WHAT IS EXPECTED:
Would you restate, exactly as they appear, the lines from the one containing "query | window with white frame" through the end of the data below?
[RECORDS SHOWN start]
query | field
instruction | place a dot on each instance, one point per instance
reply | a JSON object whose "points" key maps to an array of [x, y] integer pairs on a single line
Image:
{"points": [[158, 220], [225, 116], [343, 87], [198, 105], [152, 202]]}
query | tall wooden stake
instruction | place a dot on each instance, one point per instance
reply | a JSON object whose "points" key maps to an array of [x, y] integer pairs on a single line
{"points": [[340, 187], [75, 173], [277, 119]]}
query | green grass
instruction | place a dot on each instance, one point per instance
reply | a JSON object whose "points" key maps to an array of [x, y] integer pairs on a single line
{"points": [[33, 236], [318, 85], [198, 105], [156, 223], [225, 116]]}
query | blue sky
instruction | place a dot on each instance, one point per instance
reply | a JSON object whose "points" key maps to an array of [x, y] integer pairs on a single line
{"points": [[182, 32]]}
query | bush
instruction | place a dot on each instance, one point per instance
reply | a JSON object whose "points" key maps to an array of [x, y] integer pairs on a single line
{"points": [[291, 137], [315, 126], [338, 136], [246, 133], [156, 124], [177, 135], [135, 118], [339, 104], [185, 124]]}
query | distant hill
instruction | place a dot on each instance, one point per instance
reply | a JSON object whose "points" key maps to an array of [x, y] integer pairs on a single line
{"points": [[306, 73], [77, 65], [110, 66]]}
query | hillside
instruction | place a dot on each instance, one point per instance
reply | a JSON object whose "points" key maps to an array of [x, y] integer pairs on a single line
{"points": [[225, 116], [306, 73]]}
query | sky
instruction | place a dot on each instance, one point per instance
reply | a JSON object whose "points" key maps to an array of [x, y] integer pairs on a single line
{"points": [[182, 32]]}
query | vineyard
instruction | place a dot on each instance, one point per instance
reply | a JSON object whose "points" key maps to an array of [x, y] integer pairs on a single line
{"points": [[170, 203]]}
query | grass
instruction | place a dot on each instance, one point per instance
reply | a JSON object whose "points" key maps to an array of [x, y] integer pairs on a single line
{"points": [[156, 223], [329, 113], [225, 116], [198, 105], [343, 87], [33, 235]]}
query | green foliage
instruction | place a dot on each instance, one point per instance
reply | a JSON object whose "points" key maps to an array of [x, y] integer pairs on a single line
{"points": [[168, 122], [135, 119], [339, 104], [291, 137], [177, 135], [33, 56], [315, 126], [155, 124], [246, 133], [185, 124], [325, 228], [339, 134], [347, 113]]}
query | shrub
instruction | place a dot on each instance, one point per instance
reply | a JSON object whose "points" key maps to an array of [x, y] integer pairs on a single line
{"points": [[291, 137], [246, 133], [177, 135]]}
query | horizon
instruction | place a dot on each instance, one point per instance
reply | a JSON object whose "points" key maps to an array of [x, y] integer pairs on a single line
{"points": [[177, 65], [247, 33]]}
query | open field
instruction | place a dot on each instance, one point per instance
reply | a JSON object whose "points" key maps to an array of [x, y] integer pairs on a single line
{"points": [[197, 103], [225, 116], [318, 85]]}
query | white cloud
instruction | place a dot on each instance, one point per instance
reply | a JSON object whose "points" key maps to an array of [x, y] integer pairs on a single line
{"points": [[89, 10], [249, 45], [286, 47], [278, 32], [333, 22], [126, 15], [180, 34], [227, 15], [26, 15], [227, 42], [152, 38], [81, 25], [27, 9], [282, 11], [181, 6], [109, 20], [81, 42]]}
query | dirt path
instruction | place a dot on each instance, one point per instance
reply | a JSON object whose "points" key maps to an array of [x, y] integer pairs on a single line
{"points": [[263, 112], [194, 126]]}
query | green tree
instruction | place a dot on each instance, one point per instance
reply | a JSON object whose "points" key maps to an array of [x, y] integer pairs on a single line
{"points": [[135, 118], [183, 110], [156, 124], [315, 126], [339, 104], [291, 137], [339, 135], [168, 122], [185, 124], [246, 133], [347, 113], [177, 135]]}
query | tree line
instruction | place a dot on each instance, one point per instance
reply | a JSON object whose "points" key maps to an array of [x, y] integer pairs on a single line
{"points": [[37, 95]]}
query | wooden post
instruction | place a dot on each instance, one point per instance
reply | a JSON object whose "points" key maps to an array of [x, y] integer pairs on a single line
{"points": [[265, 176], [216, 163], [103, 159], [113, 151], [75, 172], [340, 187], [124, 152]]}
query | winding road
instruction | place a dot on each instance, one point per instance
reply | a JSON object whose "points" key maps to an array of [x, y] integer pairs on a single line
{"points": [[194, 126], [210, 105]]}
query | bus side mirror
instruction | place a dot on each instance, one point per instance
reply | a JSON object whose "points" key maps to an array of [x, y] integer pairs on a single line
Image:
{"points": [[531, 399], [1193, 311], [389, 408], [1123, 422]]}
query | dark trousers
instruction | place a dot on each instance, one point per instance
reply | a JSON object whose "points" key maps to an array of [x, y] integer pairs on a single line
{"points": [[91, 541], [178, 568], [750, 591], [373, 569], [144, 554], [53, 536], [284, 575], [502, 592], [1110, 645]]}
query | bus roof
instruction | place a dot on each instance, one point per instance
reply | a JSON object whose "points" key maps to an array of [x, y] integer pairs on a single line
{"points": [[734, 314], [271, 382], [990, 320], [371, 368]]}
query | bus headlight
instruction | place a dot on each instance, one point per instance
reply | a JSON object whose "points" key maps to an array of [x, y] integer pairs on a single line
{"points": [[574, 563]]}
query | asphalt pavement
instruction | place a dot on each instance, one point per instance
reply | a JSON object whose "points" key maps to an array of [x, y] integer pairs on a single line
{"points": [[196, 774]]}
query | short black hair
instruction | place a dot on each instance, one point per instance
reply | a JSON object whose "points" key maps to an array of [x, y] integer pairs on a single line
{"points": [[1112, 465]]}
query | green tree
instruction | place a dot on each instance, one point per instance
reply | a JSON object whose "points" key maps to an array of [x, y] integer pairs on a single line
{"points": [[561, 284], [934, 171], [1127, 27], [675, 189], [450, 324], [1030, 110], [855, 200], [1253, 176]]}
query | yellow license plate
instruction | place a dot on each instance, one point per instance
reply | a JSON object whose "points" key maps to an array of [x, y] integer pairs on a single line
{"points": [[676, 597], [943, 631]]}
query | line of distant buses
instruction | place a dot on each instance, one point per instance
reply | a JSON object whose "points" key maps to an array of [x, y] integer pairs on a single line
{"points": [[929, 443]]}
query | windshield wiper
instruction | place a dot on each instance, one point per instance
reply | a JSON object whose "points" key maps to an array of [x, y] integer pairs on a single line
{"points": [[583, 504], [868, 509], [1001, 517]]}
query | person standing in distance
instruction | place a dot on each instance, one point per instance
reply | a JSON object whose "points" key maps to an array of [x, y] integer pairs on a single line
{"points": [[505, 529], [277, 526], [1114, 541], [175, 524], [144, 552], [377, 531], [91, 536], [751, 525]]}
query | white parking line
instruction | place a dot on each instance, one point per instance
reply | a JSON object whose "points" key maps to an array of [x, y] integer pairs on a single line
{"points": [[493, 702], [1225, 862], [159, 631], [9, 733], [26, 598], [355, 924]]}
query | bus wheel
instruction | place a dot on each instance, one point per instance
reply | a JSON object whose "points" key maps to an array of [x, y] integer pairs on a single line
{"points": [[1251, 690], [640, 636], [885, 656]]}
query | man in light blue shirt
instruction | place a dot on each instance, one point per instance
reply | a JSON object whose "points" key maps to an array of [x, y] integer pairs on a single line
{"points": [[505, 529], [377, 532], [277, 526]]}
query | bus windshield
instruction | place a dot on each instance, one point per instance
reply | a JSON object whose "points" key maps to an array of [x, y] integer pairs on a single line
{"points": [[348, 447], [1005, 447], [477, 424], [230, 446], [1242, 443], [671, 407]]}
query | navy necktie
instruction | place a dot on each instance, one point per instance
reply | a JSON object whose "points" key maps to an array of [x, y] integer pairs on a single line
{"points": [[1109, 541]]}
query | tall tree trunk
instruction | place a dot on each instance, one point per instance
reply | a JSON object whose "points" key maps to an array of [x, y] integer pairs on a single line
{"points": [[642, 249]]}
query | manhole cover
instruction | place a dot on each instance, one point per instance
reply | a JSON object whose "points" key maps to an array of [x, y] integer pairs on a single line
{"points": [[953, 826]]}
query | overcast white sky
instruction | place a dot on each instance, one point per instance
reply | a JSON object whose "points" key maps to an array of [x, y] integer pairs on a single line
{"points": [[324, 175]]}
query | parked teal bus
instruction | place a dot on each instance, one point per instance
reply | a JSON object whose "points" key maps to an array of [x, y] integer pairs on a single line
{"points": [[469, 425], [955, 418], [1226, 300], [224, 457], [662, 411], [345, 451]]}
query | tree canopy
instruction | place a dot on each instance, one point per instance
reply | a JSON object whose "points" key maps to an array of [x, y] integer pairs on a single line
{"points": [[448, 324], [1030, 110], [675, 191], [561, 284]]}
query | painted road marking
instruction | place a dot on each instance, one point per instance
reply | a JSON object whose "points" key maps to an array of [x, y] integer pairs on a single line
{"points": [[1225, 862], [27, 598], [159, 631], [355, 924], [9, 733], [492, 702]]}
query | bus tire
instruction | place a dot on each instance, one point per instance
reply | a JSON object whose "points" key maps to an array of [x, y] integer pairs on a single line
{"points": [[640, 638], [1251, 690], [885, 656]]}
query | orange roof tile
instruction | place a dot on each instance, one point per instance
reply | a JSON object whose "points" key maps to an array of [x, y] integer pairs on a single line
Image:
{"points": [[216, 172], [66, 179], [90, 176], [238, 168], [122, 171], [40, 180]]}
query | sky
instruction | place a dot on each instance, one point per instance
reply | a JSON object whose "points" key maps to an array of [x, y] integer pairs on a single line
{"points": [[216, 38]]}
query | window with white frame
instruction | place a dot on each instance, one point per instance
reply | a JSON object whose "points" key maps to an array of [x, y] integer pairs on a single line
[RECORDS SHOWN end]
EXERCISE SOLUTION:
query | window with white frame
instruction | place a dot on each instance, one point per instance
reply | a JSON object whose "points" key maps to an array of [x, y] integer pairs on a single line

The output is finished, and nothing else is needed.